== Directions for this task ==
Recast every line of the listing below as a numbered list, skipping blank lines and leaving out the pictures.

== Recorded data ==
>>>>>
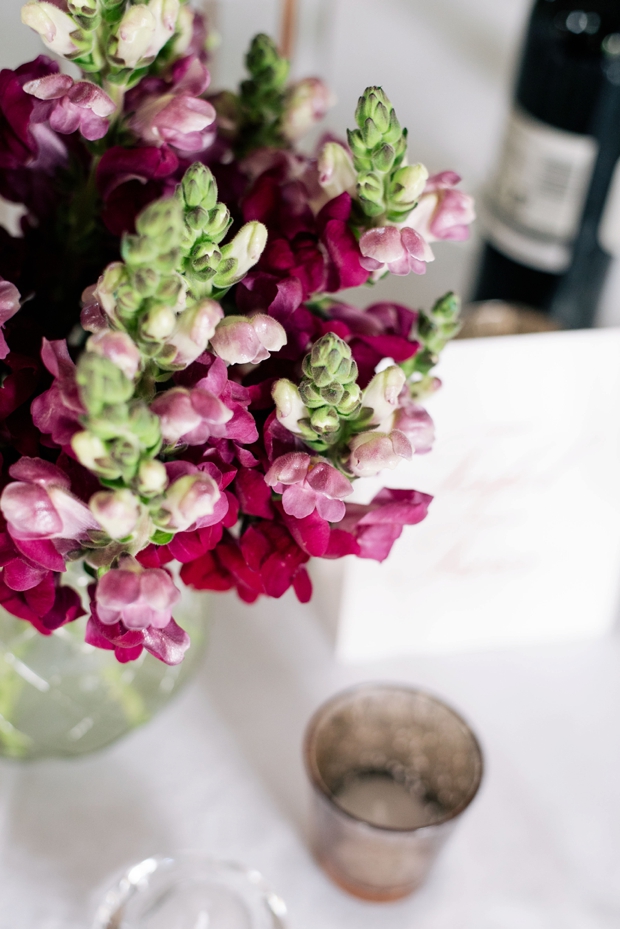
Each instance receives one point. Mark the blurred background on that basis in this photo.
(447, 65)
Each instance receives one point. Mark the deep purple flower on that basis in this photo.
(130, 178)
(308, 484)
(9, 305)
(168, 644)
(136, 596)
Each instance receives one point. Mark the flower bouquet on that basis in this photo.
(180, 386)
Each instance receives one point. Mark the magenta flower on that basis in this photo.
(136, 596)
(414, 422)
(173, 112)
(38, 504)
(191, 417)
(400, 251)
(243, 340)
(370, 531)
(168, 645)
(371, 452)
(69, 105)
(57, 411)
(308, 484)
(210, 373)
(9, 305)
(443, 213)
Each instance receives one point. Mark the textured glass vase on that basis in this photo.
(62, 697)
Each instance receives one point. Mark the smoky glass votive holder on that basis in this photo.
(391, 769)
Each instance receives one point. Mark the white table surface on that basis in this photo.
(220, 771)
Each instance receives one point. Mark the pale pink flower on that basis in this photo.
(371, 452)
(308, 484)
(136, 596)
(307, 103)
(69, 105)
(443, 213)
(191, 416)
(189, 500)
(195, 327)
(414, 421)
(38, 503)
(400, 251)
(242, 339)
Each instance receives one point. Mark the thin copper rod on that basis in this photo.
(287, 32)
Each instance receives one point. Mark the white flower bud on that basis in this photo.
(152, 477)
(382, 393)
(53, 25)
(116, 511)
(135, 35)
(289, 405)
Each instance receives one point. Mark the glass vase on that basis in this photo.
(61, 697)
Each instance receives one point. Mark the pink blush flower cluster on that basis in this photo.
(186, 399)
(308, 484)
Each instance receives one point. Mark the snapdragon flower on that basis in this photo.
(9, 305)
(372, 452)
(53, 24)
(38, 503)
(243, 340)
(138, 597)
(308, 484)
(399, 251)
(69, 105)
(443, 213)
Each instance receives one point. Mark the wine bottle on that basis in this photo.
(551, 218)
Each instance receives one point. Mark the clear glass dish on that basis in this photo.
(189, 890)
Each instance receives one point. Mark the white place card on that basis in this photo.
(522, 540)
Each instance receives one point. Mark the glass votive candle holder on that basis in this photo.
(391, 769)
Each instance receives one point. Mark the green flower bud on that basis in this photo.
(152, 477)
(158, 323)
(219, 222)
(145, 426)
(406, 186)
(145, 281)
(374, 104)
(370, 193)
(168, 261)
(101, 383)
(263, 61)
(325, 420)
(371, 134)
(199, 188)
(138, 250)
(91, 452)
(161, 220)
(383, 159)
(246, 248)
(128, 300)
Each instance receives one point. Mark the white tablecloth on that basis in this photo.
(220, 770)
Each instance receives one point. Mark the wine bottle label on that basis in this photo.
(609, 229)
(537, 197)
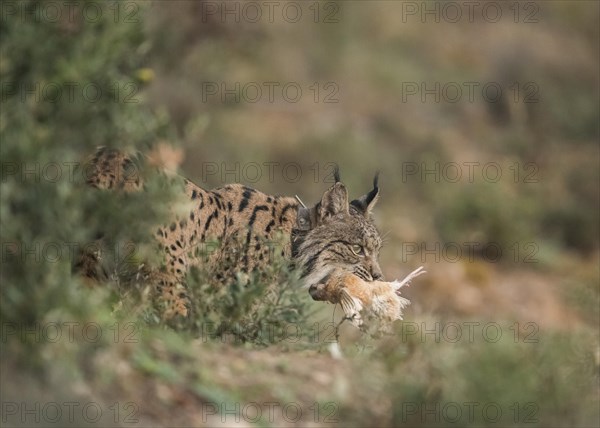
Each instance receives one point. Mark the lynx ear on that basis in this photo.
(334, 201)
(366, 202)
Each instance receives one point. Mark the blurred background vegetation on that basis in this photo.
(155, 73)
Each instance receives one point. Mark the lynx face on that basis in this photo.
(341, 235)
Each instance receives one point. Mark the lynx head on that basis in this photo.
(338, 234)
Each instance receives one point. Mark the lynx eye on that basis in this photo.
(357, 249)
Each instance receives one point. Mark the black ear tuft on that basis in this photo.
(336, 173)
(366, 202)
(333, 202)
(376, 181)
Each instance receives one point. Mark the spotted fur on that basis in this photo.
(231, 229)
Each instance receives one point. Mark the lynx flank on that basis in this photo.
(334, 234)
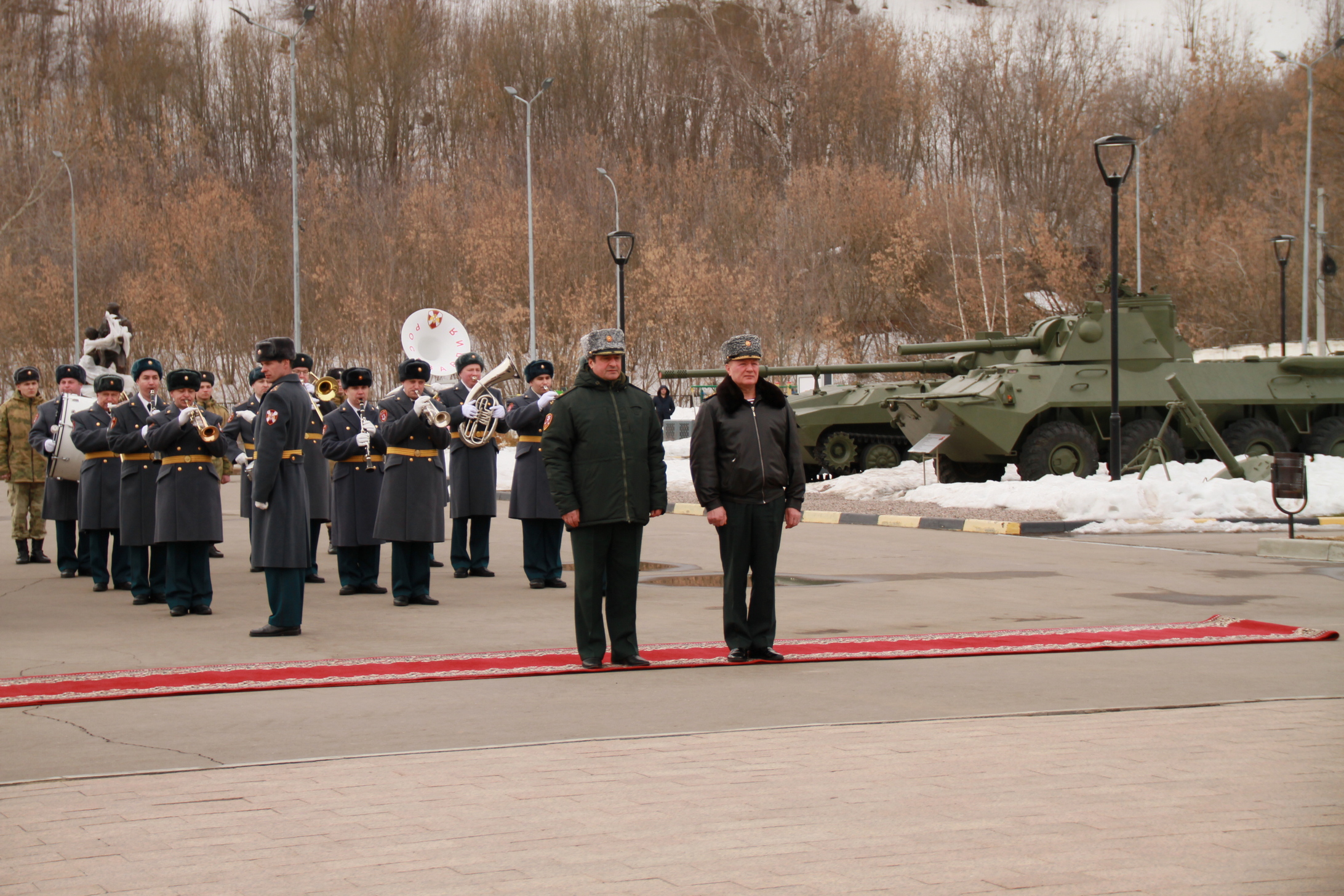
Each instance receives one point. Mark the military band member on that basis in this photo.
(471, 474)
(353, 441)
(602, 447)
(280, 489)
(530, 498)
(410, 505)
(100, 487)
(23, 468)
(140, 481)
(315, 465)
(187, 512)
(239, 431)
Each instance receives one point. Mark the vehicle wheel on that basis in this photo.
(1057, 449)
(1253, 436)
(879, 456)
(1135, 434)
(839, 452)
(1327, 437)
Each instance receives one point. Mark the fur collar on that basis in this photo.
(730, 397)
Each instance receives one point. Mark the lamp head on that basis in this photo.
(1114, 158)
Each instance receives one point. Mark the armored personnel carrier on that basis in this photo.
(1042, 401)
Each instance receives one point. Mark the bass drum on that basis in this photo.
(66, 458)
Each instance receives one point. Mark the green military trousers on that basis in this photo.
(610, 551)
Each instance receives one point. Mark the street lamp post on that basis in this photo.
(531, 253)
(292, 39)
(1282, 252)
(1306, 177)
(1114, 158)
(74, 245)
(1138, 214)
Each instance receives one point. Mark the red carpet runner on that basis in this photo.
(334, 673)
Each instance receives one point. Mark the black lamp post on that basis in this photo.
(622, 244)
(1114, 158)
(1282, 250)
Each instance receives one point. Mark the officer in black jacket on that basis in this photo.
(187, 512)
(315, 465)
(351, 438)
(280, 489)
(530, 498)
(410, 505)
(746, 464)
(100, 487)
(238, 430)
(61, 498)
(140, 481)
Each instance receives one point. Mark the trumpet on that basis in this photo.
(198, 420)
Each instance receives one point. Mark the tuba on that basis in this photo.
(480, 429)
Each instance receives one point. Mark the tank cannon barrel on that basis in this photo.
(817, 370)
(1006, 344)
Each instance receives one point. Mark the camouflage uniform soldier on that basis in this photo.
<<<<<
== Expected answer ==
1. Each instance receives one point. Mark the blurred background on that basis in this photo.
2. (447, 65)
3. Each instance receives one point. Mark the deep purple flower on that basis in this photo.
4. (130, 178)
5. (308, 484)
6. (9, 305)
7. (168, 644)
8. (136, 596)
9. Each instance receives one point. Mark the flower bouquet on that basis in this photo.
10. (180, 386)
11. Each instance receives one point. Mark the magenta flower on that basis in this photo.
12. (136, 596)
13. (414, 422)
14. (173, 112)
15. (38, 504)
16. (191, 417)
17. (400, 251)
18. (243, 340)
19. (370, 531)
20. (168, 645)
21. (371, 452)
22. (69, 105)
23. (57, 411)
24. (308, 484)
25. (210, 373)
26. (9, 305)
27. (443, 213)
28. Each instance receives one point. Mark the textured glass vase on that basis in this photo.
29. (62, 697)
30. Each instance receives one point. Mark the smoky glass votive holder on that basis in this photo.
31. (391, 769)
32. Each instance receives one point. Mark the white table surface on that basis in this photo.
33. (220, 771)
34. Each instance receives one point. Mark the pale pink flower on that basis in this photo.
35. (371, 452)
36. (308, 484)
37. (136, 596)
38. (307, 103)
39. (69, 105)
40. (443, 213)
41. (191, 416)
42. (189, 500)
43. (195, 327)
44. (414, 421)
45. (38, 503)
46. (400, 251)
47. (242, 339)
48. Each instance receives one point. Mark the thin copper rod on that basis in this photo.
49. (287, 32)
50. Each instance receives one point. Mark the white flower bud on that basis in this photo.
51. (152, 477)
52. (382, 393)
53. (53, 25)
54. (116, 511)
55. (135, 35)
56. (289, 405)
57. Each instance receives one point. Mark the glass vase on that basis in this photo.
58. (61, 697)
59. Each instance receives one point. Mark the pink blush flower cluster on that basis in this photo.
60. (186, 399)
61. (308, 484)
62. Each instance receives one point. Mark the snapdragon flower on that basis in this photo.
63. (9, 305)
64. (372, 452)
65. (53, 24)
66. (38, 503)
67. (243, 340)
68. (138, 597)
69. (308, 484)
70. (399, 251)
71. (69, 105)
72. (443, 213)
73. Each instance receives one point. Mark the wine bottle on that basis in this photo.
74. (551, 218)
75. Each instance receives one point. Mark the clear glass dish on that basis in this photo.
76. (189, 890)
77. Each instance receives one point. Mark the white place card on that basis in this photo.
78. (522, 540)
79. Each instance receives one point. Mark the glass votive candle holder on that basis in this photo.
80. (391, 769)
81. Each instance receives one point. Mark the green flower bud on that basis in this photo.
82. (152, 477)
83. (158, 323)
84. (219, 222)
85. (145, 426)
86. (406, 186)
87. (145, 281)
88. (374, 104)
89. (370, 193)
90. (168, 261)
91. (101, 383)
92. (263, 61)
93. (325, 420)
94. (371, 134)
95. (199, 188)
96. (138, 250)
97. (91, 452)
98. (161, 220)
99. (383, 159)
100. (246, 248)
101. (128, 300)
102. Each instance receives one point. Mark the white tablecloth on that basis in this photo.
103. (220, 770)
104. Each instance receives one point. Mark the wine bottle label on that basis in this photo.
105. (609, 229)
106. (537, 197)
107. Each instance receives one point. Mark the lynx ear on that basis in this photo.
108. (334, 201)
109. (366, 202)
110. Each instance receives one point. Mark the blurred background vegetation on that basis in this photo.
111. (155, 73)
112. Each instance receives one point. Mark the lynx face on that basis in this photo.
113. (341, 235)
114. Each instance receives one point. Mark the lynx head on that basis in this photo.
115. (338, 234)
116. Each instance receives one point. Mark the lynx eye on that basis in this photo.
117. (357, 249)
118. Each instance receives one point. Mark the black ear tuft on that basis in this photo.
119. (336, 173)
120. (366, 202)
121. (333, 202)
122. (376, 181)
123. Each instance receives one point. Mark the spotted fur on that basis in this photo.
124. (231, 229)
125. Each instance receives one point. Mark the lynx flank on that basis in this photo.
126. (334, 234)
127. Each instance receives one point. Mark the military band member on that basis in this photo.
128. (471, 474)
129. (353, 441)
130. (602, 447)
131. (280, 489)
132. (530, 498)
133. (410, 505)
134. (100, 487)
135. (23, 468)
136. (140, 481)
137. (315, 465)
138. (187, 512)
139. (239, 431)
140. Each instance receives one point. Mark the vehicle wheel on that basis in this photo.
141. (1057, 449)
142. (1253, 436)
143. (879, 456)
144. (1135, 434)
145. (839, 452)
146. (1327, 437)
147. Each instance receives one point. Mark the fur collar on that basis in this photo.
148. (730, 397)
149. Each instance receives one point. Mark the lamp head on that basis in this photo.
150. (1114, 158)
151. Each instance receives one point. Mark the armored personnel carrier on that basis in this photo.
152. (1042, 401)
153. Each instance receives one point. Mark the bass drum on that basis in this photo.
154. (66, 458)
155. Each instance receives one point. Mark the green military trousers on that basis in this photo.
156. (610, 551)
157. Each instance receives one point. Mark the street lamp post on that basis in this photo.
158. (531, 253)
159. (292, 39)
160. (1282, 252)
161. (1306, 177)
162. (1114, 158)
163. (74, 245)
164. (1138, 214)
165. Each instance receives one point. Mark the red carpet runner on that basis in this photo.
166. (334, 673)
167. Each instance receives one point. Mark the black lamp post on that basis in this photo.
168. (622, 244)
169. (1114, 158)
170. (1282, 250)
171. Each instance receives one point. Mark the officer in black jacket on that basis in this photo.
172. (187, 512)
173. (315, 465)
174. (351, 438)
175. (280, 489)
176. (530, 498)
177. (410, 505)
178. (746, 464)
179. (100, 487)
180. (238, 430)
181. (61, 498)
182. (140, 481)
183. Each instance receives one point. Mark the trumpet on that basis in this photo.
184. (198, 420)
185. Each instance receives one point. Mark the tuba on that basis in this photo.
186. (480, 429)
187. Each instance receives one point. Mark the tank cannon barrel on that basis in this photo.
188. (817, 370)
189. (1006, 344)
190. Each instance receives one point. Mark the camouflage uniform soldier on that basis in this photo.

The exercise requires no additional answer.